━━ RECORDED INFORMATION

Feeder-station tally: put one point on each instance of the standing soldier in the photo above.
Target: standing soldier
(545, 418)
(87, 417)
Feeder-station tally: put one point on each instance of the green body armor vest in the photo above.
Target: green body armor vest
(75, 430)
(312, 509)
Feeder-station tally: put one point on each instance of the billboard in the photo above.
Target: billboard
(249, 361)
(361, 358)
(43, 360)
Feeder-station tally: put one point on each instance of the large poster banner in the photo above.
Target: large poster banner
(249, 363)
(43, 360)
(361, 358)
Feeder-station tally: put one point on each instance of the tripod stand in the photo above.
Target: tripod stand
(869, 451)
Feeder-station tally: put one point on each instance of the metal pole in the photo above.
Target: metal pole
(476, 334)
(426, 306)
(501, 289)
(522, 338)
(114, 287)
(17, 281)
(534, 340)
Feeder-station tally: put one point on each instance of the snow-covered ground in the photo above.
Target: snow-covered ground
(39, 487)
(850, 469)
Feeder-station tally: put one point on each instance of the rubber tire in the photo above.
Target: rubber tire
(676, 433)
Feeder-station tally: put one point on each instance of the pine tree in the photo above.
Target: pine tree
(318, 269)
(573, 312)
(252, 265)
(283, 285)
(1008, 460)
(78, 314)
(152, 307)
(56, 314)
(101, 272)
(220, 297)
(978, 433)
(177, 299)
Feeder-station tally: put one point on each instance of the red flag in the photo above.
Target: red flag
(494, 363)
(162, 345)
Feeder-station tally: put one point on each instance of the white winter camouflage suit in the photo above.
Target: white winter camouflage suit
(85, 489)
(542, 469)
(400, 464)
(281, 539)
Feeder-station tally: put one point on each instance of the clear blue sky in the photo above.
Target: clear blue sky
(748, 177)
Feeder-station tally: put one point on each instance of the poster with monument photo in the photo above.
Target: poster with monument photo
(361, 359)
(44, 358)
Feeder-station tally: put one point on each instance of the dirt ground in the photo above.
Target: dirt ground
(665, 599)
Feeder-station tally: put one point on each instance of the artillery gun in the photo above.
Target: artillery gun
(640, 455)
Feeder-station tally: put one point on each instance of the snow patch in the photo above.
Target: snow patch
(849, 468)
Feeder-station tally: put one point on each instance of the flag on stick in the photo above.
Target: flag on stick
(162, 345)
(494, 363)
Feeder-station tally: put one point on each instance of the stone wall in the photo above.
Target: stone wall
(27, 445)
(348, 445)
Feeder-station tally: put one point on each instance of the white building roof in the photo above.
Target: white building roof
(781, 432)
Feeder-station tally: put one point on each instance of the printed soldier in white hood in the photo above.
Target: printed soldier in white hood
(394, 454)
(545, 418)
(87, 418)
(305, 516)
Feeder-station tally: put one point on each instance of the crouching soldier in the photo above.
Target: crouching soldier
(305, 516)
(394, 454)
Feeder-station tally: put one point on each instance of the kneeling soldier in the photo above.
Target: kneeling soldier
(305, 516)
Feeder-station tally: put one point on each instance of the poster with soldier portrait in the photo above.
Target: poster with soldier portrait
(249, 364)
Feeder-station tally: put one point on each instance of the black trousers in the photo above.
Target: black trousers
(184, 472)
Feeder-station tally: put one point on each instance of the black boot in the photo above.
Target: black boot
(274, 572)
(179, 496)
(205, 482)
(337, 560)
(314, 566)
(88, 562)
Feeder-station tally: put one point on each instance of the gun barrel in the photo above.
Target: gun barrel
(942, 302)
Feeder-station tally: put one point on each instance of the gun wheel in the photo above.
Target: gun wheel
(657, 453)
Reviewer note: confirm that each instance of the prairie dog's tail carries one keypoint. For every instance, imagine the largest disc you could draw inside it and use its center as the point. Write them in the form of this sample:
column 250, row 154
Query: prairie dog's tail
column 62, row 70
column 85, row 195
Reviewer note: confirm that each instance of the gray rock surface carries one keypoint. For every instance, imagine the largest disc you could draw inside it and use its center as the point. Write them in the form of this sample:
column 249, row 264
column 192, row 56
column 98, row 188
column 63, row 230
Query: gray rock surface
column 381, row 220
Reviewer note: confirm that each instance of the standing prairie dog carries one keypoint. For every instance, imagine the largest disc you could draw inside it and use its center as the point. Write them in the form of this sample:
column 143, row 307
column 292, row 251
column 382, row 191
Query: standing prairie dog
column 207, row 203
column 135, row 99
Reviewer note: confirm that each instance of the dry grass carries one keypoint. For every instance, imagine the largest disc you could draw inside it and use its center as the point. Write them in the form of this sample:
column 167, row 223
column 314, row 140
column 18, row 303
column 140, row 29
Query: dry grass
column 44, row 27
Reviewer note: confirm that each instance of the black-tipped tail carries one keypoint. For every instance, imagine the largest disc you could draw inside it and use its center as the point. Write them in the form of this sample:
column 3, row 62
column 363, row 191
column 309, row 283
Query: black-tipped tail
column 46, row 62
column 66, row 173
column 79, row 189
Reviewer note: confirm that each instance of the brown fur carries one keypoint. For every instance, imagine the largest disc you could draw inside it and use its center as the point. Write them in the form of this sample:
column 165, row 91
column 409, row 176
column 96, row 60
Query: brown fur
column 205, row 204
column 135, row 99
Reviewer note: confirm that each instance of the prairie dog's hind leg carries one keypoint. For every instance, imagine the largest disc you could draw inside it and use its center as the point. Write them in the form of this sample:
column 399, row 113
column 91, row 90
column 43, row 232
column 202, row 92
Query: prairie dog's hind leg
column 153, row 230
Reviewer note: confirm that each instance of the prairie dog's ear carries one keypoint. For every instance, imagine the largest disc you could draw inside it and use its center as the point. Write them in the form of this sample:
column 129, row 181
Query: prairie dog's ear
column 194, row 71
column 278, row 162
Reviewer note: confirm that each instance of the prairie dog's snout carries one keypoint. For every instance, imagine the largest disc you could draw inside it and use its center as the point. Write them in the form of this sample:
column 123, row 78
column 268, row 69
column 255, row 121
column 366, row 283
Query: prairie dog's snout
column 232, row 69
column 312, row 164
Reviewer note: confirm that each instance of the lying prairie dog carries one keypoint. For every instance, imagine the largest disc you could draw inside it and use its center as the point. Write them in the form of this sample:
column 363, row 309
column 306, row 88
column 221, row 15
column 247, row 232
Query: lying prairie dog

━━━━

Write out each line above that contains the word "lying".

Reviewer note: confirm that each instance of the lying prairie dog carries one keypoint. For every instance, imagine the largest disc you could draw inside it and use its center as the point. Write them in the form of this sample:
Query: lying prairie dog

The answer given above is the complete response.